===== SUPPLIED PASSAGE
As with all high-volume, low-cost technologies, a certain percentage of NFC tags do not work and are considered bad. If a tag is bad it means the NFC tag cannot be read from or written to by any device. A smaller percentage of NFC tags may not work well. Poor performing NFC tags should generally be considered bad also. The customer should be aware that bad NFC tags are expected and plan accordingly. There are several ways to detect bad NFC tags. The NFC encoding strategy has implications to dealing with bad NFC tags.
The industry standard for quantity of bad tags is 1%; meaning that on a roll of 1,000 tags, 10 of them won’t work. Bad tags can occur in groups or randomly throughout the roll/package. In practice, the percentage of bad tags is often much lower than 1%. The ratio for bad NFC tags that GoToTags sells through the GoToTags Store is more often around 0.2%. If more than 1% bad tags are received in an order, there is an issue and the supplier should be contacted.
==========
===== EXTRACTED ENTRIES
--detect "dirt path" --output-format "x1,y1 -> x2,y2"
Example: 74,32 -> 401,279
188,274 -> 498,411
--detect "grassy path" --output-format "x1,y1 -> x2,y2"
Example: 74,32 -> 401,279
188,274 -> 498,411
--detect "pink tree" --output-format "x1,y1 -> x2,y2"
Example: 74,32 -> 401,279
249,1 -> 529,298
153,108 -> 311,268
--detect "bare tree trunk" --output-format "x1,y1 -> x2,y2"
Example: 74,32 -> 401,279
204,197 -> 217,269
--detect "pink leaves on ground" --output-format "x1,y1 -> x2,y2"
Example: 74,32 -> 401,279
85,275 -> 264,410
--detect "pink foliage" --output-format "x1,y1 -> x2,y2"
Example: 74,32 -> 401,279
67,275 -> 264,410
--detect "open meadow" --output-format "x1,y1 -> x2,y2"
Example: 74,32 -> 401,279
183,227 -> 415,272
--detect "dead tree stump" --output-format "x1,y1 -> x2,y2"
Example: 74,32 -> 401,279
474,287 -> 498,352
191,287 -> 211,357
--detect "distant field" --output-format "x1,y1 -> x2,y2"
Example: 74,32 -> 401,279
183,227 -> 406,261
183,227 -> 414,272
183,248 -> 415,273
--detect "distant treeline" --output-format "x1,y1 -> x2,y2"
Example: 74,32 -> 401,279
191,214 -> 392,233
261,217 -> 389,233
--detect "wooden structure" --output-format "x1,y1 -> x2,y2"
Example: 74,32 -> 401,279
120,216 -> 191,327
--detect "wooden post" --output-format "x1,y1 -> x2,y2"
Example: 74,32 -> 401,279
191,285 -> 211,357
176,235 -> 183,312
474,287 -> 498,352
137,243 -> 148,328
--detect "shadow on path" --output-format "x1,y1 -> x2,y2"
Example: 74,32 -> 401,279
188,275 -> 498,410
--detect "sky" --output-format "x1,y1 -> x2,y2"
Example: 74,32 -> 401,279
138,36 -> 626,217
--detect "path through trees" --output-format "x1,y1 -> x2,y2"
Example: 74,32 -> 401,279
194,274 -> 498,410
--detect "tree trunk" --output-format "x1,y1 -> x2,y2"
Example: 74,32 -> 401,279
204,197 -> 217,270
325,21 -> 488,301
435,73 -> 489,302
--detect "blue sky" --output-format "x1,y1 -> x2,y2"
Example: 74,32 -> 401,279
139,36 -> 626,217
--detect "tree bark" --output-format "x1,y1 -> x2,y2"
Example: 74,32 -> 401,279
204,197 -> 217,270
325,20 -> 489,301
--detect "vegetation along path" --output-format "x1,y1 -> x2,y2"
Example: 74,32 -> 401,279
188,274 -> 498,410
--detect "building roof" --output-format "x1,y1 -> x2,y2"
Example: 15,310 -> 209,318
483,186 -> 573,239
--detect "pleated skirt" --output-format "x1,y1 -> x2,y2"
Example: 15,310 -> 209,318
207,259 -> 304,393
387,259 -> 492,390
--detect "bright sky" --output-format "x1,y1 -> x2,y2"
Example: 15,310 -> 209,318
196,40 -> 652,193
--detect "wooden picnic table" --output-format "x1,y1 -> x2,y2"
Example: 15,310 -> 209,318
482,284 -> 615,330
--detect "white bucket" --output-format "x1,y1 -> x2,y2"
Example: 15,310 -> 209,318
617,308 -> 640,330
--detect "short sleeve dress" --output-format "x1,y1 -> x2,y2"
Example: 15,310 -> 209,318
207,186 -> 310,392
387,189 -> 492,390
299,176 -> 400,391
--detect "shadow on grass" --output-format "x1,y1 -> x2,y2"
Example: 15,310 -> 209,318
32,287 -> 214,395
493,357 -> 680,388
==========
STATED PROBLEM 1 → In the passage on bad NFC tags, write out the text from "The industry standard" up to and including "should be contacted.".
STATED PROBLEM 2 → According to the passage on bad NFC tags, what is the industry standard for the quantity of bad tags?
The items stand apart from the passage on bad NFC tags.

OUTPUT 1 →
The industry standard for quantity of bad tags is 1%; meaning that on a roll of 1,000 tags, 10 of them won’t work. Bad tags can occur in groups or randomly throughout the roll/package. In practice, the percentage of bad tags is often much lower than 1%. The ratio for bad NFC tags that GoToTags sells through the GoToTags Store is more often around 0.2%. If more than 1% bad tags are received in an order, there is an issue and the supplier should be contacted.

OUTPUT 2 → 1%, meaning that 10 tags on a roll of 1,000 won't work.